**SET TASK:** Could you repeat everything from the line containing "Practice task. Find the woman's teeth" down to the end of the records, requests included, shifting every coordinate in the answers up by 50? Give only those lines.

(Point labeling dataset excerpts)
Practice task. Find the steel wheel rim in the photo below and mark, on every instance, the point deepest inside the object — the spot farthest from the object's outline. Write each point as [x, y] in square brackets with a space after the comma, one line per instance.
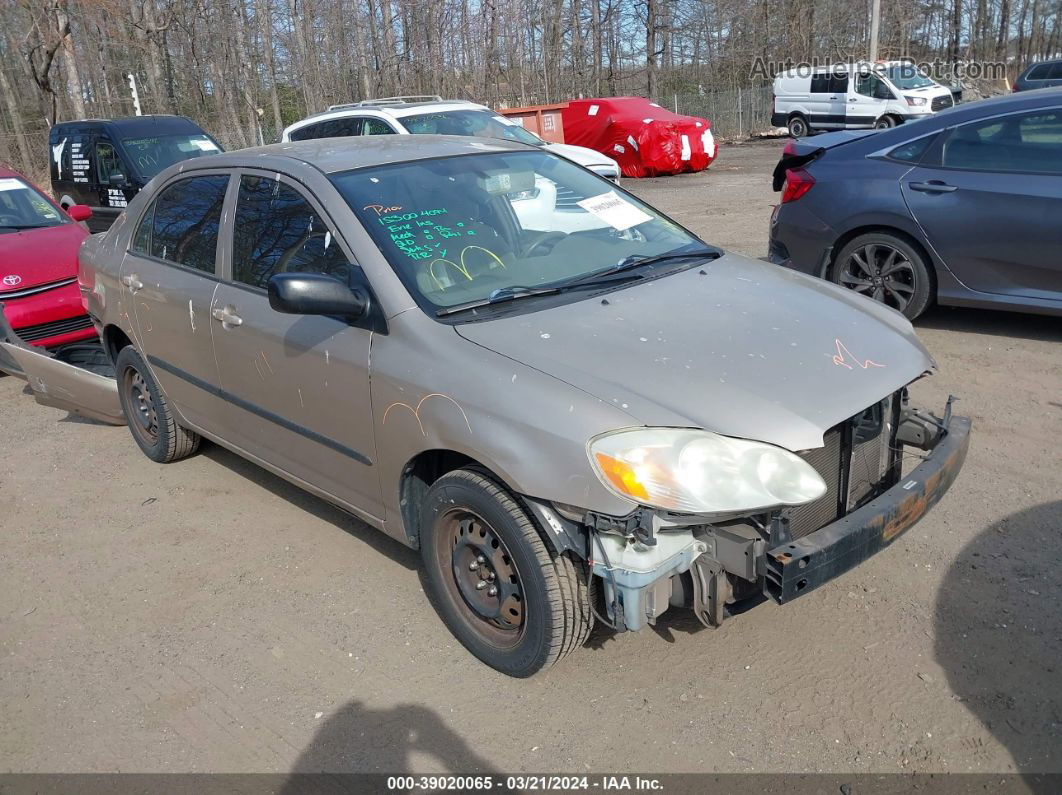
[880, 272]
[141, 401]
[481, 577]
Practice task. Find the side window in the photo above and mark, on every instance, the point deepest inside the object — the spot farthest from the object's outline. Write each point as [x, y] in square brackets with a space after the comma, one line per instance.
[305, 134]
[1028, 142]
[106, 162]
[141, 240]
[913, 151]
[276, 230]
[377, 126]
[185, 226]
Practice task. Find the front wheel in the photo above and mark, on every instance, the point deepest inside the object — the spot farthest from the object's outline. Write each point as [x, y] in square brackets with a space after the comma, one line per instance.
[887, 269]
[502, 593]
[148, 412]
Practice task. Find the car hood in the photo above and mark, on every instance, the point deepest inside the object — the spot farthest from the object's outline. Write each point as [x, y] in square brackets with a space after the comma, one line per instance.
[737, 346]
[39, 256]
[582, 155]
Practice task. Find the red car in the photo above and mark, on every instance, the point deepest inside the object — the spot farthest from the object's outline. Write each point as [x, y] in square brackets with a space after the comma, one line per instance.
[38, 264]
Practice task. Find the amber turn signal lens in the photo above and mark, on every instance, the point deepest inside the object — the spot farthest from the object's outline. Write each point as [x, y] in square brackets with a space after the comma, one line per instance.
[621, 476]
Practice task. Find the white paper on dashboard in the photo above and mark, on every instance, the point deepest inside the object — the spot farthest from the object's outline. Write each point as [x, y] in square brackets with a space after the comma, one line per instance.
[615, 210]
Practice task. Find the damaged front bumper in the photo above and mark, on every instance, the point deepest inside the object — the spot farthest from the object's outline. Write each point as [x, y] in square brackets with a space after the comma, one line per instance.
[803, 565]
[647, 562]
[76, 378]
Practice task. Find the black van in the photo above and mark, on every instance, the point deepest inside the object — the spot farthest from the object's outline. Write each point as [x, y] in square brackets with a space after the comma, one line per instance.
[103, 162]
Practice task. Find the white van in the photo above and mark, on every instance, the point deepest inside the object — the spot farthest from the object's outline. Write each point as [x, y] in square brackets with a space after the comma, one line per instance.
[855, 97]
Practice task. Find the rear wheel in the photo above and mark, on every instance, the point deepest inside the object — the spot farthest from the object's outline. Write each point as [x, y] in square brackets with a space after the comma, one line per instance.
[887, 269]
[148, 412]
[798, 126]
[502, 593]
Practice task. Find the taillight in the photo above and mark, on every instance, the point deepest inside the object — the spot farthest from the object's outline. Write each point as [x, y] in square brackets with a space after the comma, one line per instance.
[798, 183]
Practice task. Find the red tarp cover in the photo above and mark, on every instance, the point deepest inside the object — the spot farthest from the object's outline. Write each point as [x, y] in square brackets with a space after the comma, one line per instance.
[645, 138]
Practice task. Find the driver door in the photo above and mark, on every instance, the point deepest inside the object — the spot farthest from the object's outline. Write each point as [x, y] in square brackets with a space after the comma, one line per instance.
[297, 385]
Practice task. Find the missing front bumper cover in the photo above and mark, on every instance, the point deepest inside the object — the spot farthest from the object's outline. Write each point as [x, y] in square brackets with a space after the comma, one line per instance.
[803, 565]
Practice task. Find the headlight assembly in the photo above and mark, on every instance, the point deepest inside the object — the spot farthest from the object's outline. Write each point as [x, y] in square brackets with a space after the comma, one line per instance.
[694, 471]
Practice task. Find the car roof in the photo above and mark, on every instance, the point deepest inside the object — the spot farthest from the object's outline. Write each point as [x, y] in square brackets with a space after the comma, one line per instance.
[395, 109]
[331, 155]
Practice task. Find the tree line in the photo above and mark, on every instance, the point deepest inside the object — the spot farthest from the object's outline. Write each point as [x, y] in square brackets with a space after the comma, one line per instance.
[245, 68]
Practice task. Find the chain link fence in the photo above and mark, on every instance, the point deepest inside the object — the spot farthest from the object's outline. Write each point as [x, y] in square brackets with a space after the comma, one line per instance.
[736, 114]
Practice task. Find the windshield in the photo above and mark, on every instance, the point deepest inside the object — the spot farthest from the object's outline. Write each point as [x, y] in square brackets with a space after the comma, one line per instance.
[23, 207]
[151, 155]
[483, 123]
[907, 76]
[462, 229]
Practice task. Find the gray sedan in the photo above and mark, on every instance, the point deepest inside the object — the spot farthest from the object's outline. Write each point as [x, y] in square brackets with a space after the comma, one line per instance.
[574, 408]
[962, 208]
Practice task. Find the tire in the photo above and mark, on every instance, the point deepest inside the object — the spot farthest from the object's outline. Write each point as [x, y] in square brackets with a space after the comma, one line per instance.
[897, 274]
[798, 126]
[148, 412]
[474, 531]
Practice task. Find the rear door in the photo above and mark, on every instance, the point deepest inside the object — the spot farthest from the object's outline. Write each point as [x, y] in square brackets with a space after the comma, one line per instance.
[867, 99]
[828, 99]
[170, 275]
[297, 385]
[991, 204]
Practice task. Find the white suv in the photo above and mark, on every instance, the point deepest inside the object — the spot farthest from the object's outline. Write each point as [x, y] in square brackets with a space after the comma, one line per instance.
[434, 116]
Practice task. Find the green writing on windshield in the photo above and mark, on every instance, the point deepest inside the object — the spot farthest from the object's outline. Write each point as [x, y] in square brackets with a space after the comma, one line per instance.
[424, 235]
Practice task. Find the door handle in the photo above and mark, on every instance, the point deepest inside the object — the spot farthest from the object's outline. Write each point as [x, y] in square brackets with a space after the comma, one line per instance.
[934, 186]
[132, 281]
[227, 316]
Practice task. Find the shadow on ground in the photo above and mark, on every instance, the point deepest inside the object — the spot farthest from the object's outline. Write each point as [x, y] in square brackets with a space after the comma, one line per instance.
[998, 623]
[359, 739]
[992, 323]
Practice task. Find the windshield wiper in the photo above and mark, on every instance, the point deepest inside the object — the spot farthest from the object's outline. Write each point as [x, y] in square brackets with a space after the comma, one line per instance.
[607, 276]
[500, 295]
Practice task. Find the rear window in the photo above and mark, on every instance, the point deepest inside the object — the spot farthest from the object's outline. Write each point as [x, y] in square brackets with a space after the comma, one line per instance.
[912, 151]
[22, 207]
[1029, 142]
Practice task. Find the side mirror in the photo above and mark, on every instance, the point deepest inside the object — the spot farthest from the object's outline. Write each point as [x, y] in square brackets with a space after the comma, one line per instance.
[80, 211]
[310, 293]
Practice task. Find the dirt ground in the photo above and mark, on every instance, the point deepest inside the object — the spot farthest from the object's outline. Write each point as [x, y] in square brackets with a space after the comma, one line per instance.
[208, 617]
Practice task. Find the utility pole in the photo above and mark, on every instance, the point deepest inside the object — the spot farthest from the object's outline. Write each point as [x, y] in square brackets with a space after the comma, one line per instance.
[136, 96]
[875, 18]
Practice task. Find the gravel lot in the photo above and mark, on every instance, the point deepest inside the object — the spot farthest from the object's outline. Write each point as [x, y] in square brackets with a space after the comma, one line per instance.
[206, 616]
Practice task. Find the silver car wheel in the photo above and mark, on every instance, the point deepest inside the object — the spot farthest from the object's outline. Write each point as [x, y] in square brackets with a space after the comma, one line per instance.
[880, 272]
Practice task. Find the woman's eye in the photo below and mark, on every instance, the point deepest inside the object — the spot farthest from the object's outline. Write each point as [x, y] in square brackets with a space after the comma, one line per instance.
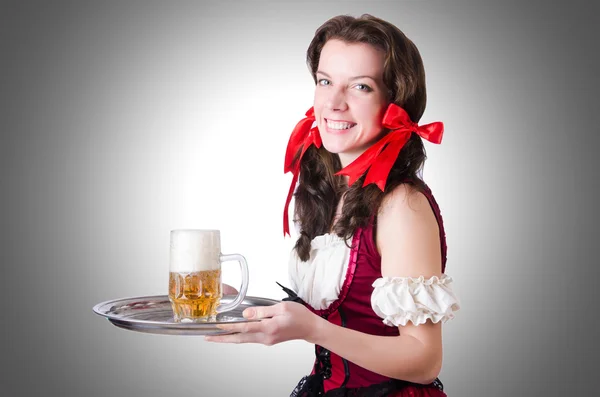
[363, 87]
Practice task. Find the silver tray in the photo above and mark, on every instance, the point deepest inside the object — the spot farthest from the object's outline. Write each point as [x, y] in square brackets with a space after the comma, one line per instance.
[153, 314]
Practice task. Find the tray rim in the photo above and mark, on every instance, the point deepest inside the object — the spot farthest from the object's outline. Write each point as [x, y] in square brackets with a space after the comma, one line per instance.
[148, 325]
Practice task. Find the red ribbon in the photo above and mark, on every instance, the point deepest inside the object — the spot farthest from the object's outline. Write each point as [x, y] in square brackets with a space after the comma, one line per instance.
[302, 137]
[379, 158]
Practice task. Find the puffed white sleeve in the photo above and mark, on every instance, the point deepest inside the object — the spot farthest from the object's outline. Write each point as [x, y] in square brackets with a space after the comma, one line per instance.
[398, 300]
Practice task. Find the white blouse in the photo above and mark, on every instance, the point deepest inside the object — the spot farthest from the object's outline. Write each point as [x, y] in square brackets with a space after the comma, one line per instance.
[397, 300]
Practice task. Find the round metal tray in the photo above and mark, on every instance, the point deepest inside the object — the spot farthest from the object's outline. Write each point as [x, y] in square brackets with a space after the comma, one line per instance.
[153, 314]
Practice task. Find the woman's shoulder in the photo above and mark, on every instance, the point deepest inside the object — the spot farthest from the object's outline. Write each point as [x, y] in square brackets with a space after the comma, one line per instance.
[405, 198]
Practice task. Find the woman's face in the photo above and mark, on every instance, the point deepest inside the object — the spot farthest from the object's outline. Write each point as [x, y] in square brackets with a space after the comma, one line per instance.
[350, 98]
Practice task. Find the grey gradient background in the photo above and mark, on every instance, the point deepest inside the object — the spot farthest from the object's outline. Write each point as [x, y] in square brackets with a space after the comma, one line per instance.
[123, 120]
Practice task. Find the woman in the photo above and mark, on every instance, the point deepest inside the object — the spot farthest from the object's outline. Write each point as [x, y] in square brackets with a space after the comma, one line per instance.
[367, 270]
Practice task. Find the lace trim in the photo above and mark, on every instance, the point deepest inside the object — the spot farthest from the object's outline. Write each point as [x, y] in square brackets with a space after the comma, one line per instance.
[347, 280]
[398, 300]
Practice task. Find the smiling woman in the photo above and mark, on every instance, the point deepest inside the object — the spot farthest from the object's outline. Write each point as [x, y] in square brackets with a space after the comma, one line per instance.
[368, 268]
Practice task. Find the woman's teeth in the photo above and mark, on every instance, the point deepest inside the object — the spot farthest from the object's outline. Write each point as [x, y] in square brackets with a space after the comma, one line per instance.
[339, 125]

**RESPONSE TO THIS TASK:**
Practice task. Find the woman's teeth in the photo above and mark, on every instance, the point deepest inside the object — the spot farthest from the object's outline. Write each point as [x, y] in square brackets with a space after the comma, one line per instance.
[389, 175]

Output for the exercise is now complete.